§ **TEXTE EXTRAIT**:
+++++
Le rôle de l’animateur est ainsi de comprendre l’individu comme personne pour répondre à ses besoins et à ses souhaits. « L’animateur doit connaître l’histoire des événements de la personne mais aussi son récit de vie, c’est-à-dire la manière dont elle a été imprégnée de ces événements, considère le sociologue Richard Vercauteren. Cela nécessite de s’interroger sur la personne construite par la société et sur ses réactions personnelles. » Concrètement, penser le lien social implique d’abord d’éviter les ruptures, qui commencent par le départ du domicile, puis d’assurer au mieux un continuum de vie en adoptant une conduite adaptée. « A nous de rechercher ce qui fait le quotidien social de la personne, pour comprendre comment elle peut réagir », souligne le sociologue.
Cette notion de quotidien social s’inscrit nécessairement au sein d’équipes pluridisciplinaires. « L’animation est l’affaire de tous », rappelle David Séguéla. Et elle implique un partage des compétences. La question est de savoir comment on l’organise, avec quelle dynamique d’équipe. Choisit-on de privilégier la transférabilité des compétences ? L’établissement se saisit de compétences, les personnes sont alors interchangeables. Ou met-on l’accent sur la transversalité des compétences ? Ce qui suppose que chacun puisse les exprimer librement pour les transmettre et tendre vers une harmonisation des visions. « Les deux dynamiques s’opèrent sans qu’elles soient opposables, convient le président du Groupement national des animateurs en gérontologie. Mais ce sont des stratégies qu’il convient de maîtriser pour organiser l’action collective et faire participer les différents experts au projet personnalisé des résidents. »
+++++
§ **DONNÉES SOURCES**:
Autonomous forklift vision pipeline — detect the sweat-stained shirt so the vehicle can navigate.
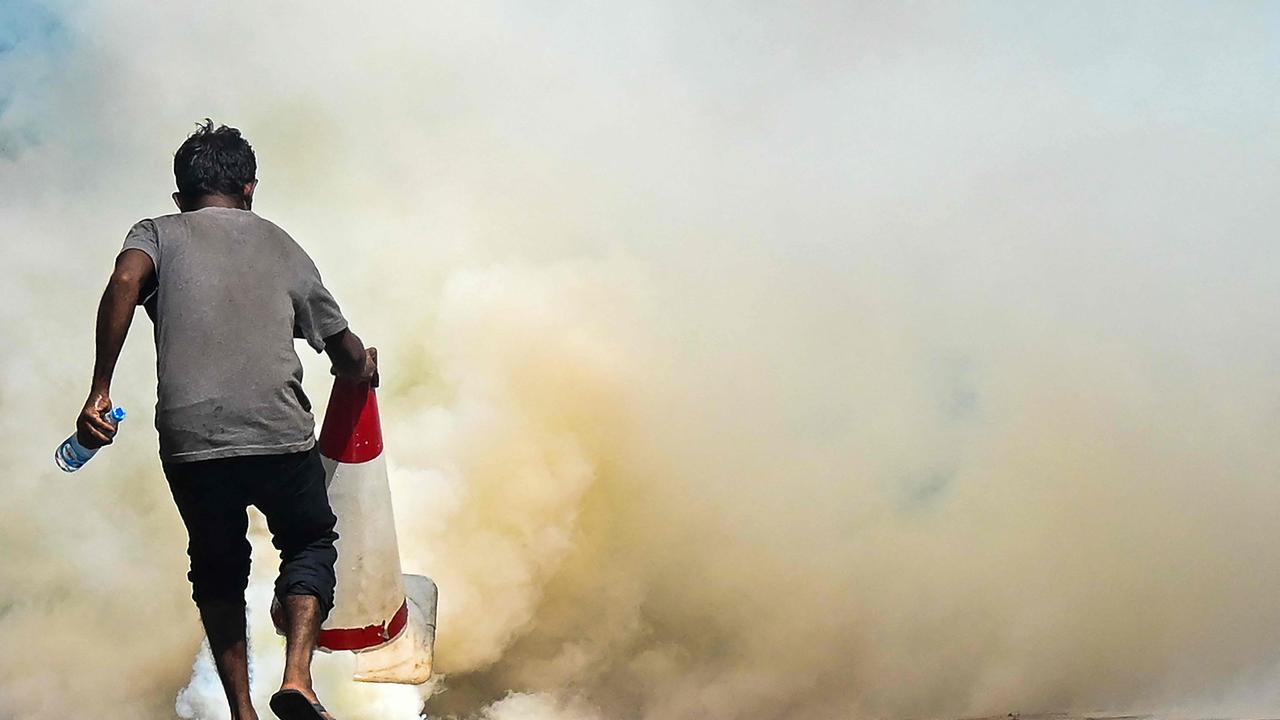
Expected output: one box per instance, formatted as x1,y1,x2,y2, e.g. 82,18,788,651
122,208,347,462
+++++
§ **CONSIGNES**:
**A.** D'après le texte sur l'animation en gérontologie, quelle est la profession de Richard Vercauteren ?
**B.** Dans le texte sur l'animation en gérontologie, relevez tous les groupes nominaux construits sur le modèle « nom + des compétences ».
**C.** Prolongez le texte sur l'animation en gérontologie à partir de l'endroit où il s'arrête.
Les données ne sont pas nécessaires pour ce travail.

§ **RÉPONSES PAR CONSIGNE**:
**A.** Il est sociologue.

**B.** un partage des compétences ; la transférabilité des compétences ; la transversalité des compétences

**C.**
Moment de réflexion, ce 13e congrès était aussi l’occasion d’annoncer et de préfigurer une 14e édition un peu particulière. Quinze ans après une première édition, les deuxièmes Etats généraux de l’animation sociale auront lieu à Bordeaux les 26 et 27 novembre 2019. Et toute l’année sera consacrée à sa préparation. Un peu partout en France, le GAG veut s’appuyer sur les réseaux de l’animation pour opérer ce que l’association appelle un « GAG tour ». Objectifs : amorcer la réflexion ensemble et identifier les problématiques du quotidien, issues des territoires. « On veut poser les bases de l’animation à dix, quinze ou vingt ans », explique le président David Séguéla. Un objectif ambitieux mais ô combien nécessaire pour faire face aux défis de l’animation.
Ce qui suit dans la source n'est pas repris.